• PARTS OF THE EXERCISE:
- A) In the text on forgiveness, who does forgiveness release?
- B) Write the next part of the text on forgiveness, picking up after its final sentence.

My daughter is for ever telling on her older brother for is apparent wrongs, no matter how minor, sometimes she will even throw something at him if he annoys her a lot!

When your wronged what would you like to do to the person who hurt you? Seek revenge or seek to forgive? Which I wonder is harder the latter of the former, which brings the most rewards, the most peace, but also perhaps is the most costly?

The act of forgiveness doesn’t so much affect the perpetrator. It doesn’t mean they don’t have to deal with the consequences of their actions or live with their guilt.

Forgiveness releases the victim, brings healing to the one who has been wronged. Forgiveness gives us a choice, to draw a line in the metaphorical sand of experiences. To say to ourselves I will not let him or the situation define me, shape me, cripple me more than it has. I will not let it break me more than it looks like it has done.

So should we forgive someone’s involvement in the the pain of another or indeed ourselves? Not that we allow them to reoffend, but set them and us free to flourish rather than be rooted by the ball and chain of guilt, shame and the realities of there crimes and our sense of victimisation.

There may be situations in our lives that have needed a serious effort to forgive. Not just once or twice, but every day. I find I can’t do this on my own, but Jesus helps me, to such a point that forgiveness over a long period becomes a habit, a line in the sand which I don’t step over, and god stands with me on that line. However if I or we step over into the darkness beyond the line, Jesus takes our hand and gently leads me back to the light.

• EXTRACTED DATA:

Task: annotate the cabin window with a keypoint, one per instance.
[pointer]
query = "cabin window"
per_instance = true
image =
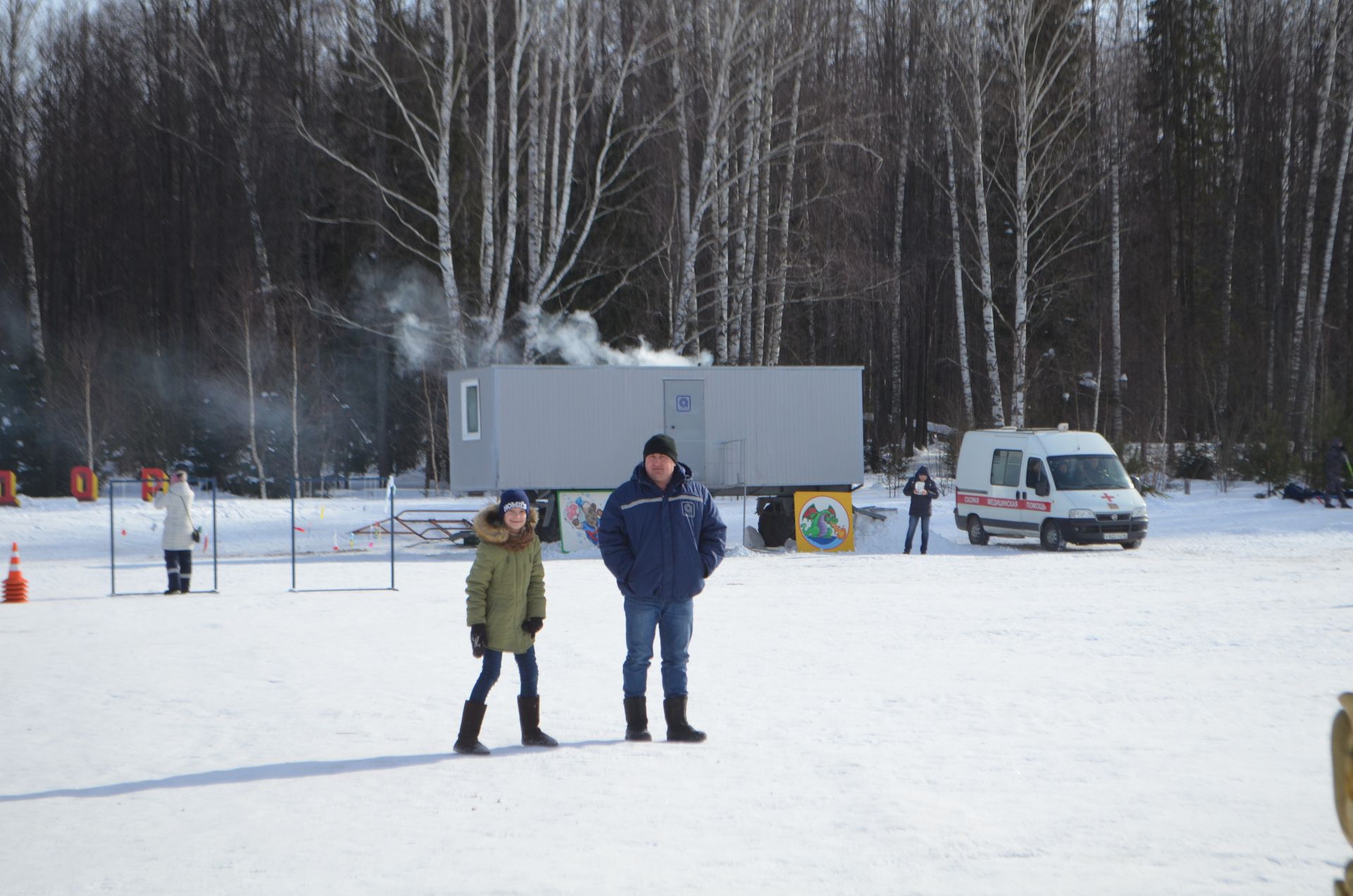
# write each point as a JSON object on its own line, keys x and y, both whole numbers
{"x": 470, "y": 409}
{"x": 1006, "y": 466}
--
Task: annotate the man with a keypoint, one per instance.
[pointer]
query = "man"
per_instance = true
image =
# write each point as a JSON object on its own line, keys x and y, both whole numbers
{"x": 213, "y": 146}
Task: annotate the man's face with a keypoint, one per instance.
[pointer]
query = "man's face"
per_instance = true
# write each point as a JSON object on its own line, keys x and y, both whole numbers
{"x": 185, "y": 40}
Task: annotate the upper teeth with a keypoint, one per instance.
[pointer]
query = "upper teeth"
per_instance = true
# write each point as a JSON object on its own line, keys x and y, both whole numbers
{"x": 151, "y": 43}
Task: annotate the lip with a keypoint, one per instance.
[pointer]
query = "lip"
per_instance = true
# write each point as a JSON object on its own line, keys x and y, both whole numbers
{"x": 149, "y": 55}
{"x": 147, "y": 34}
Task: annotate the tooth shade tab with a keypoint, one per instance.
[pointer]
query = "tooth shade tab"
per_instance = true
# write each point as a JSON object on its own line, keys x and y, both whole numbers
==
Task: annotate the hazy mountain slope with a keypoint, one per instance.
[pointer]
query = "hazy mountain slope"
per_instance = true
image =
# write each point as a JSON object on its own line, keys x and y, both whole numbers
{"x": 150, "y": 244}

• RESULTS OF THE EXERCISE:
- A) The victim, the one who has been wronged.

- B)
Forgiveness isn’t cheap, nor is it easy, but it is a journey worth traveling as the best journeys often are. Forgivness enabled Nelson Mandela to work with his former white oppressors, it helped Martin Luther king push the agenda of racial equality. There are so many other examples, and when we look at the issues of Syria, or Ukraine, with the unwillingness to forgive, leads to the hell confusion and human degeneration we see on our TV screens. The unwillingness to forgive in Northern Ireland challenges the future of the peace process. A lack of forgiveness challenges our ability yours and mine to receive healing and move forward free people.

This day this moment, ask the Lord to help you begin the road to forgiveness and ultimately your personal peace and salvation.